EXERCÍCIO:
Consegue retomar o artigo sobre o Prémio Pessoa 2009 e continuá-lo a partir da última frase?

ARTIGO:
11.12.09

And the winner is...













Soube-se por volta do meio-dia que o Prémio Pessoa 2009 tinha sido atribuído a Manuel José Macário do Nascimento Clemente, bispo do Porto.

Oficialmente, «O Prémio Pessoa é um prémio concedido anualmente à pessoa de nacionalidade portuguesa que durante esse período - e na sequência de uma actividade anterior - tiver sido protagonista de uma intervenção particularmente relevante e inovadora na vida artística, literária ou científica do país.»

Ao anunciar a atribuição do prémio - uma iniciativa do Expresso que tem o apoio da CGD -, Francisco Balsemão leu o comunicado oficial do júri: «A sua intervenção cívica tem-se destacado por uma postura humanística de defesa do diálogo e da tolerância, de combate à exclusão e da intervenção social da Igreja. Ao mesmo tempo que leva a cabo a sua missão pastoral, D. Manuel Clemente desenvolve uma intensa actividade cultural de estudo e debate público. Em tempos difíceis como os que vivemos actualmente, D. Manuel Clemente é uma referência ética para a sociedade portuguesa no seu todo».

Polémica à vista? É talvez cedo para o saber. Mas não fui a única a reagir logo com perplexidade à aparente divergência entre os objectivos do Prémio e os argumentos expostos por Balsemão. A discussão surgiu imediatamente no Twitter e um post da M. João Pires no Jugular sobre este assunto tem já, no momento em que escrevo este, 89 comentários.

Claro que o júri é livre de escolher quem muito bem entender e de infringir ou não os princípios por si definidos. Mas nós podemos também interpretá-lo e interrogarmo-nos sobre o significado da decisão.

Registos de anotação de coordenadas
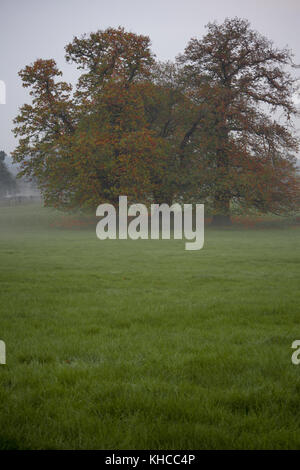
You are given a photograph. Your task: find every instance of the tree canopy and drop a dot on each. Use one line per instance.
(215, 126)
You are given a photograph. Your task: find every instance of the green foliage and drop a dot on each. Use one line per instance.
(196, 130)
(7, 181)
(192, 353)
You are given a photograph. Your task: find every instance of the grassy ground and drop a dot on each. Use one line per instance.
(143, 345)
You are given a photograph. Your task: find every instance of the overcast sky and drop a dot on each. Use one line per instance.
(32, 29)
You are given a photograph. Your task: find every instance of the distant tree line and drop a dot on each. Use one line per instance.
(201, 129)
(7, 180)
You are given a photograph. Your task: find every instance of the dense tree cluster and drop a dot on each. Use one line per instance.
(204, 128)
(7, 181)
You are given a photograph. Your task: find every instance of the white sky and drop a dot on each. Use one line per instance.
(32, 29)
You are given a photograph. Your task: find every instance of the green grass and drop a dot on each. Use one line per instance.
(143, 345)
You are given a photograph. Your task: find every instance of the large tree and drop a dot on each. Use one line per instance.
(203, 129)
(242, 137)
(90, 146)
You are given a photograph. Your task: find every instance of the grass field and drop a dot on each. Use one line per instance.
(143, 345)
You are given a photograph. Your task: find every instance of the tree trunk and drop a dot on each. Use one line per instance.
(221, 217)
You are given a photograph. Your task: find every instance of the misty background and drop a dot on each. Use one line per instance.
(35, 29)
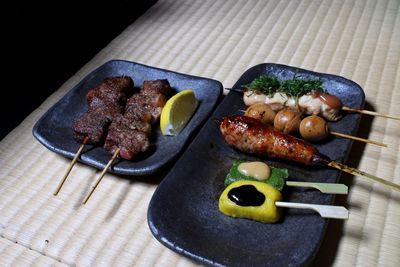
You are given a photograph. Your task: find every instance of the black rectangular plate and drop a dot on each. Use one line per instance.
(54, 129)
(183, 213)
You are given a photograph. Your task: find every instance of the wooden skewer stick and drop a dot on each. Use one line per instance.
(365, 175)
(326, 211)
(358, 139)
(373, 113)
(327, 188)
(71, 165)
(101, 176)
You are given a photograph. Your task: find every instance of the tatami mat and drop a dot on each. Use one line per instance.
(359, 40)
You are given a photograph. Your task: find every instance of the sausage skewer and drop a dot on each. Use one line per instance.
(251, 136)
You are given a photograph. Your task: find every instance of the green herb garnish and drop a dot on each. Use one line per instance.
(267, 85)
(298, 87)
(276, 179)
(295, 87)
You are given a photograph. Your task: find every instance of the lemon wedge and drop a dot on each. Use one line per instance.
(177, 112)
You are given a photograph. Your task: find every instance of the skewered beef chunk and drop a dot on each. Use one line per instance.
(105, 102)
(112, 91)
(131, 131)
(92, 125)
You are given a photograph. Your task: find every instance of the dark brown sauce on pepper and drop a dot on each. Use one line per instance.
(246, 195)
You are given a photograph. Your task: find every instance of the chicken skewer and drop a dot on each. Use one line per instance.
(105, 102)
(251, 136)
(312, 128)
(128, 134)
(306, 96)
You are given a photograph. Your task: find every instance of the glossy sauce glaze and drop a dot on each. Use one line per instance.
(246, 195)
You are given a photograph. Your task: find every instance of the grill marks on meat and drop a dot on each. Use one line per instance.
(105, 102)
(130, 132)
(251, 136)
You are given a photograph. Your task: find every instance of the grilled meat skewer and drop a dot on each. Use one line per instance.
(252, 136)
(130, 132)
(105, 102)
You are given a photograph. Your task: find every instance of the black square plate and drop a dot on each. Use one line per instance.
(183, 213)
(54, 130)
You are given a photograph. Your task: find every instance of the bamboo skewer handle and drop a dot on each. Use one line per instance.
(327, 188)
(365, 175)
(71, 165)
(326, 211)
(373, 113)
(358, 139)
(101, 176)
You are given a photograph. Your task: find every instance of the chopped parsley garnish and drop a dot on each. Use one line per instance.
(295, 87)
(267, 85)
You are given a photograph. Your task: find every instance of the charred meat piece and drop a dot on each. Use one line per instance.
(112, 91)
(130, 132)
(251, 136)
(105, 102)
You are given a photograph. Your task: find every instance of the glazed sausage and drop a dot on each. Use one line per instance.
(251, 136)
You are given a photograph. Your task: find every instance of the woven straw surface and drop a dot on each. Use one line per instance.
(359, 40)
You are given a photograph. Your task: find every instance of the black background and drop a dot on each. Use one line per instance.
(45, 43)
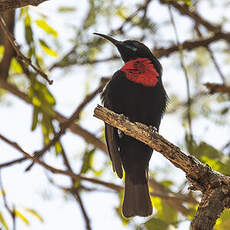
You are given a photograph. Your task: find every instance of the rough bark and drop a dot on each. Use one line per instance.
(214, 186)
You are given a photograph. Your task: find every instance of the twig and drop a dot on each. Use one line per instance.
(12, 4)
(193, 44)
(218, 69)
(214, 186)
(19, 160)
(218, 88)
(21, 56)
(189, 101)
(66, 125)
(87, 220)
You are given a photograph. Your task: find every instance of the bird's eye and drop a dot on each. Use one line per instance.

RESULTADO A SEGUIR:
Teria Manuel Clemente sido escolhido se não fosse bispo? Claro que não. Houve uma vontade deliberada de distinguir um dos principais representantes da hierarquia da igreja católica portuguesa. Porquê? Isso não é explicado no comunicado…

Sabe-se que é sempre muito grande a projecção mediática de quem recebe este prémio, pelo menos durante o ano do seu «reinado». Ora, certamente por mero acaso, este abrange a vinda do papa a Portugal. Também por coincidências aleatórias da história, a nomeação acontece alguns dias antes da discussão na AR do casamento entre pessoas do mesmo sexo, a propósito do qual o bispo do Porto pensa que «é essencial assegurar um debate alargado» porque se trata de questões que «não podem ser resolvidas rapidamente», já que está em causa «a própria base da sociedade, que sempre existiu, a partir da família, da abertura à vida e à educação» - foi pelo menos o que disse, há cerca de duas semanas, nas Jornadas Parlamentares do PSD.

Mas isto sou eu a imaginar coisas, com a mania de complicar o que para outros é provavelmente muito simples…


P.S. – Claro que o presidente da República já veio dizer que tem «uma elevadíssima consideração» por ele, «um homem extraordinário, que tem ainda muito a dar a Portugal» e que a atribuição do prémio foi «de toda a justiça». Até a Caras já noticiou e a Associação Comercial do Porto define o bispo como «o protagonista de um novo Norte». Para o presidente da Conferência Episcopal, trata-se de um «testemunho inequívoco como é possível aliar a fé à razão», «no seguimento do trabalho que Bento XVI tem vindo a realizar» (?...). Ámen, então.

14 comments:

Miguel Marujo disse...

Peço desculpa, Joana, acho que há algum maquiavelismo em ligar o Prémio Pessoa à visita do Papa e ao debate do casamento gay, que ainda nem data marcada tem. Deixei um longo comentário ao segundo post da Maria João sobre isso, onde defendo o porquê de um prémio como este. Mais: também se poderia devolver este tipo de perplexidades por Manuel Clemente ser apenas bispo ou homem de Igreja, mas parece-me que aos católicos, mesmo investidos como bispos, não está coarctado o direito a um reconhecimento externo, como foi o deste júri que incluiu Mário Soares, que também o elogiou rasgadamente, ou Maria de Sousa, uma importante investigadora da universidade portuense, ou Fraústo da Silva, ou...

Joana Lopes disse...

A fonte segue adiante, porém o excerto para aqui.